[START OF Extracted information]
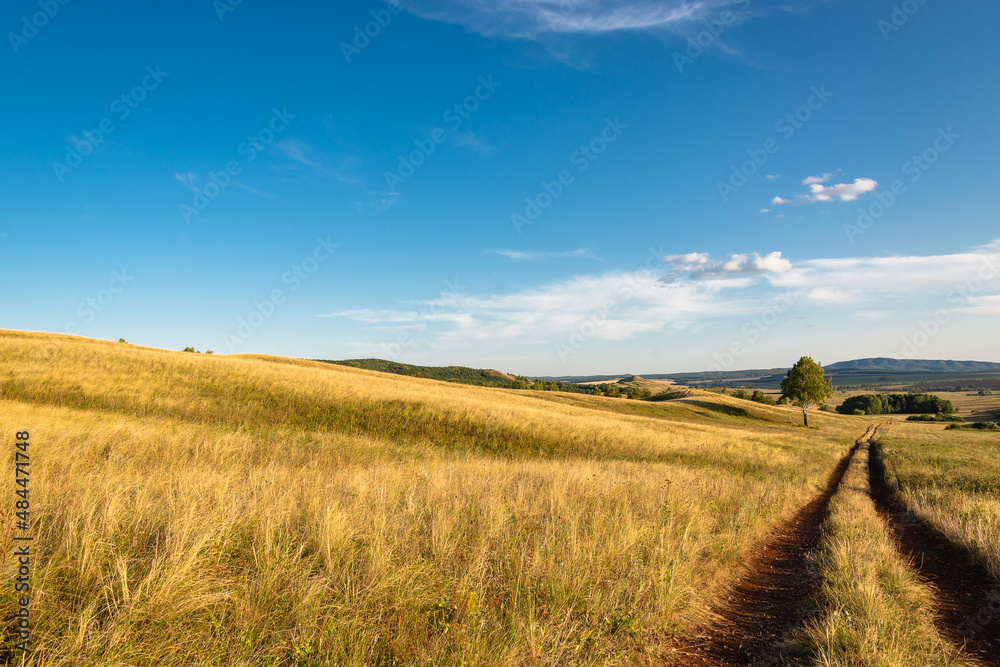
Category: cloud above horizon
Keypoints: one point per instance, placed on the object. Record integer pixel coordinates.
(839, 192)
(531, 19)
(687, 289)
(524, 255)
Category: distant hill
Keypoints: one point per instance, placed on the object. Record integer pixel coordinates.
(914, 366)
(459, 374)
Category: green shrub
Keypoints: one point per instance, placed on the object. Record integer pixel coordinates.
(986, 426)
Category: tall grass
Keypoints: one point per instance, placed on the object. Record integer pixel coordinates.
[END OF Extracted information]
Short exercise: Lay out the data from the line containing "Category: green shrub" through the end, both ends included, as a Markdown table with a "Row" column for the line number and a "Line" column for its text. Skip any blank lines.

Task response:
| Row | Line |
|---|---|
| 1 | Category: green shrub |
| 2 | Keypoints: one point per instance, placed on the object. Record integer pixel coordinates. |
| 3 | (986, 426) |
| 4 | Category: tall grass |
| 5 | Keypoints: one point per instance, placed on the object. Record integer pixel coordinates. |